Today is Memorial Day. It’s kind of sad when I’m more thankful to be home from work, than of those who lost their lives in combat. I guess it just shows how distanced we are from war when we’re not directly involved. I can relate in some ways to soldiers though, I know what it’s like to fight a losing battle.
I’ve done it everyday for four years. Of all the kids who have passed through my class in four years, I’ve seen one who has done ok. He works at a bank, and I actually don’t feel like he’s going to steal any money. One out of five-hundred, not very good results.

Tomorrow is graduation we’ll have thirty-one graduates, thirty who deserve to be there, and one who deserves to be beaten.

◆ LISTED RECORDS:
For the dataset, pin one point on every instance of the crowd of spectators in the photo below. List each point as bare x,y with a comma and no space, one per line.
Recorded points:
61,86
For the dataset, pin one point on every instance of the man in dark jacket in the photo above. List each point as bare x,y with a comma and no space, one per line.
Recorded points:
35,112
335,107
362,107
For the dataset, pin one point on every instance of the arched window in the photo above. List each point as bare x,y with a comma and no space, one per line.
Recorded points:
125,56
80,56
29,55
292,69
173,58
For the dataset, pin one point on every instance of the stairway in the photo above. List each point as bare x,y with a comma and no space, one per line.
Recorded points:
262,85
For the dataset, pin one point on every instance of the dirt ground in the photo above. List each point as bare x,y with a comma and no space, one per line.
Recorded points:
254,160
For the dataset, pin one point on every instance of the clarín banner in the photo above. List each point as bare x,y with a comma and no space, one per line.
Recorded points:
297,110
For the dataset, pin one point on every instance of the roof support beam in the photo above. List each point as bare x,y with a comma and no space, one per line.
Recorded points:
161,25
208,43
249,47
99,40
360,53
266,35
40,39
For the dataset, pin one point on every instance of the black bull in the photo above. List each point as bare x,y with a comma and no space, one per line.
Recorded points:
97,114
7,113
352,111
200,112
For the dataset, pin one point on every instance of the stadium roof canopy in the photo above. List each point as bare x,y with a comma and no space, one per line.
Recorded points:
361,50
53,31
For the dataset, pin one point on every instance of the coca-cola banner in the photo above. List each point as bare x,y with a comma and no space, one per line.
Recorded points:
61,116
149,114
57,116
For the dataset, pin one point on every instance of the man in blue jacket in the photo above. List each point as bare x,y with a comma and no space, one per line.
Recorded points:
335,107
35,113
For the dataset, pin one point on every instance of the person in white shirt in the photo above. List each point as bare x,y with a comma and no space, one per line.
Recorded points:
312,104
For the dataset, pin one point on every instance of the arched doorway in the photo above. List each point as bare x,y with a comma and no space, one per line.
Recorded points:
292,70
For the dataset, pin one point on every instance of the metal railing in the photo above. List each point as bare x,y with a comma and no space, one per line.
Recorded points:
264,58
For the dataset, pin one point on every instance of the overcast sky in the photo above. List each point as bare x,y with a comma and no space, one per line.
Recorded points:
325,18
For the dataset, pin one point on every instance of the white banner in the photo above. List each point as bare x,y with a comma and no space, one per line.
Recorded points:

◆ BRIEF 1:
Using the Memorial Day post, answer these:
(a) For how many years has the writer been fighting a losing battle?
(b) Where does the one student who has done ok work?
(c) How many graduates will there be tomorrow?
◆ BRIEF 2:
Retype the Memorial Day post between "I’ve done it" and "to be beaten.", inclusive.
◆ BRIEF 3:
Does each statement agree with the Memorial Day post? Answer yes or no and quote the words that decide it.
(a) Out of five hundred students, the writer has seen one do ok.
(b) Graduation takes place today.
(c) The writer is more thankful for those who died in combat than for being home from work.

◆ TASK OUTPUT 1:
(a) Four years.
(b) At a bank.
(c) Thirty-one.

◆ TASK OUTPUT 2:
I’ve done it everyday for four years. Of all the kids who have passed through my class in four years, I’ve seen one who has done ok. He works at a bank, and I actually don’t feel like he’s going to steal any money. One out of five-hundred, not very good results.

Tomorrow is graduation we’ll have thirty-one graduates, thirty who deserve to be there, and one who deserves to be beaten.

◆ TASK OUTPUT 3:
(a) Yes: "One out of five-hundred, not very good results."
(b) No: "Tomorrow is graduation"
(c) No: "It’s kind of sad when I’m more thankful to be home from work, than of those who lost their lives in combat."